Locate each line in the data below that contains the string "cliff" and copy those lines in full, treating uppercase and lowercase as different.

> [Supplied records]:
-=-=-

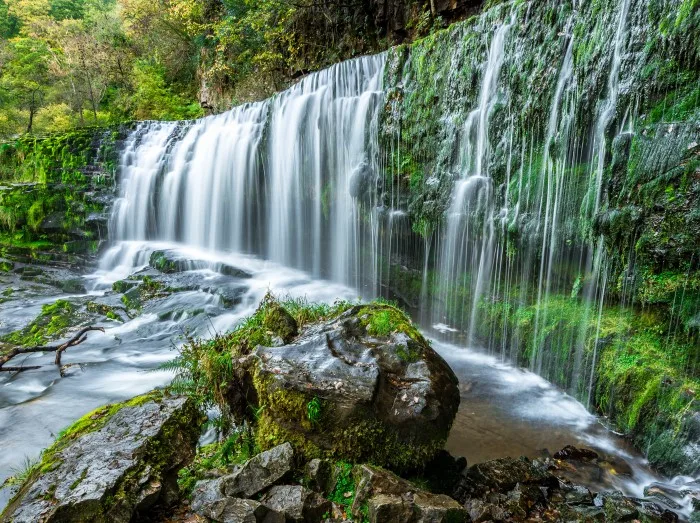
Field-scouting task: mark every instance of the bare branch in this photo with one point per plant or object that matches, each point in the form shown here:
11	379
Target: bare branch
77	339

-=-=-

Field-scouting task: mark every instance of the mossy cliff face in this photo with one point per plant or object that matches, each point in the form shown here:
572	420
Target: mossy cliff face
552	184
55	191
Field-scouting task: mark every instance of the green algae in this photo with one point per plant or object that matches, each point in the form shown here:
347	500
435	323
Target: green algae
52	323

-=-=-

> [Output of the exercise]:
Field-scouting task: mark every instance of the mossy cliff face in this photo with one point per plant or object that matches, each point in the form shown here:
Target: mossy cliff face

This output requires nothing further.